PAGE EXCERPT:
--------
14 thoughts on “Things that make you go “Om”: A plodder’s guide to running mantras

  1. When I first started running I had two mantras. The first, because I felt that running like a duck paddling was a good thing (I knew what I meant) , I used to go “Quack..Quack..Quack..Quack..” in order to remind myself. Oddly, people didn’t seem to consider this made me any more odd than I appeared otherwise, which probably says more about my running “style” than anything else.

    Later, when I’d progressed beyond such childish things, I imagined that I was a paddle-boat on the Mississippi, and used to sing Neil Young’s “Cripple Creek Ferry” under my breath. Only the occasional shoot-out in the saloon interrupted my otherwise languid runs.

    • That made me chuckle like a lunatic. When I’m king, I’ll decree that every year, on the first Saturday of July, everyone must quack industriously while going about their daily business. Whether that be running, prostituting or air-traffic-controlling.

  2. Weird, I mentioned this in my blog today (great minds etc). I saw a card with the phrase ‘the only way you’ll get me to run with you is if a clown is chasing us with a bloody knife and there are margaritas at the finish line’. So as I ran today I was chanting ‘a clown is chasing you, a clown is chasing you’. Very surreal on a sunny morning on Brighton seafront.
--------
AIM A:
In the running mantras page excerpt, what song did the first commenter sing under their breath while imagining being a paddle-boat on the Mississippi?
The text and the records have nothing to do with each other.

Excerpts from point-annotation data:
--------
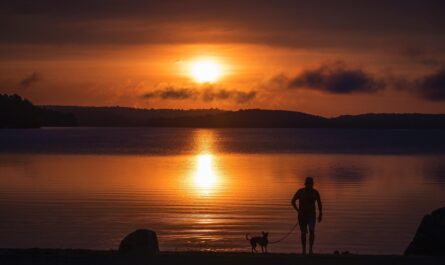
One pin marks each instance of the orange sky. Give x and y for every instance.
(340, 59)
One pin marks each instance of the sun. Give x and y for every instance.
(206, 71)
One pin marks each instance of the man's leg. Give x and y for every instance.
(311, 224)
(311, 241)
(303, 241)
(303, 229)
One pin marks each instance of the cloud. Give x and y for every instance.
(171, 93)
(29, 80)
(224, 94)
(432, 87)
(296, 23)
(337, 79)
(206, 94)
(421, 56)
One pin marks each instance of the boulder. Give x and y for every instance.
(430, 236)
(141, 241)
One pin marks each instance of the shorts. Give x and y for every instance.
(305, 221)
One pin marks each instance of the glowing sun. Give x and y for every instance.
(205, 71)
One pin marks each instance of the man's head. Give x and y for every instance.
(309, 183)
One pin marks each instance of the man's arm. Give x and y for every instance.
(320, 207)
(294, 201)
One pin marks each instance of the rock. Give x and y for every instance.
(141, 241)
(430, 236)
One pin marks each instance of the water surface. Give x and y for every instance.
(204, 189)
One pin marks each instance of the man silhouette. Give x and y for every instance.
(306, 198)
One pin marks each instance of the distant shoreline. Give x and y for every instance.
(18, 112)
(110, 257)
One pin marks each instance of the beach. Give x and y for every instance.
(111, 257)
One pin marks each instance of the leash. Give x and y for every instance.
(286, 235)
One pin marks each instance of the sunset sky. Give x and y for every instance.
(322, 57)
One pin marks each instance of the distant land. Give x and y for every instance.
(16, 112)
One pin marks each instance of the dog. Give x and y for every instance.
(260, 240)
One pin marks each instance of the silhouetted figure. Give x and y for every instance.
(306, 198)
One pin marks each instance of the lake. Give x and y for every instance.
(204, 189)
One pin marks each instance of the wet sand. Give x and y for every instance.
(97, 257)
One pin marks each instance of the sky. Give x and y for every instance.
(322, 57)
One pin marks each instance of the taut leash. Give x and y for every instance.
(286, 235)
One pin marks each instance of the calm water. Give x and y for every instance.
(204, 189)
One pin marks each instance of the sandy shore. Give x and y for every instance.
(56, 256)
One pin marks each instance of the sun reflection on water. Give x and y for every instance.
(205, 178)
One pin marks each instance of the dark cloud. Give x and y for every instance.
(224, 94)
(172, 93)
(432, 87)
(29, 80)
(422, 56)
(337, 79)
(205, 94)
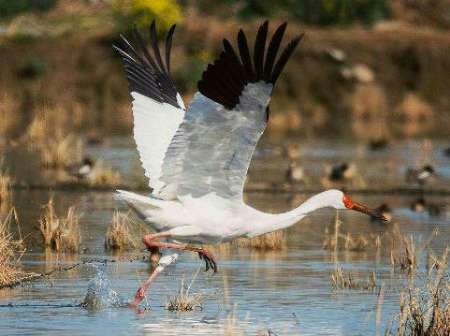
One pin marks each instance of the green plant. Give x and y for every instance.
(141, 12)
--------
AIM B:
Arrange the stretch of the records from the line containing "One pin marks each instance of the sun reflection" through the end of the records as a two-column CSV with the columns request and points. Put each request's text and its answer in one quoted field each, turn line breaks into spaces, and leave out the pictures.

EXERCISE RESPONSE A:
Neil Young's "Cripple Creek Ferry."

EXERCISE RESPONSE B:
request,points
"One pin marks each instance of the sun reflection on water. Give x and y for every instance.","(205, 178)"
"One pin marks each instance of the dark cloud. Give x and y for every instance.","(224, 94) (172, 93) (432, 87) (29, 80) (422, 56) (337, 79) (205, 94)"
"One pin marks each instance of the green plant. Give x and y for every instance.","(141, 12)"